Point annotation dataset records:
○ ○ ○ ○ ○ ○ ○

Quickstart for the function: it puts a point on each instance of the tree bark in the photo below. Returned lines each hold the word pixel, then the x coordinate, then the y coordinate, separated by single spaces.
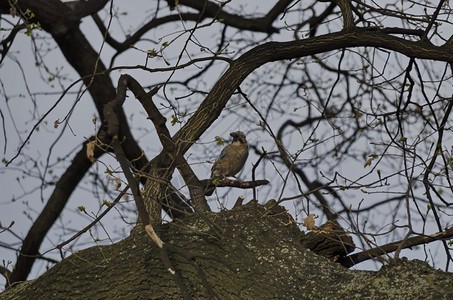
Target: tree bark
pixel 257 255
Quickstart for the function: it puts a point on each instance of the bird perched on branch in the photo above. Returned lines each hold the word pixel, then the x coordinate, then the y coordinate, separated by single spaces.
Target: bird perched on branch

○ ○ ○ ○ ○ ○ ○

> **Task description**: Rewrite the records above, swapping "Returned lines" for "Output lines" everywhere it occurs and changing nothing else. Omit the pictures from your answer.

> **Task answer**:
Quickstart for the function: it puts a point on each instance of the tree bark in the photo below. Output lines each hold the word pixel, then the x coordinate, then the y coordinate, separated by single spaces.
Target: tree bark
pixel 257 255
Quickstart for the function: it puts a point on each instance of the bird perched on branch in the photo above. Output lines each hold the word pixel, then the x coordinate, then the y coordinate, separated by single spaces.
Target: bird perched on branch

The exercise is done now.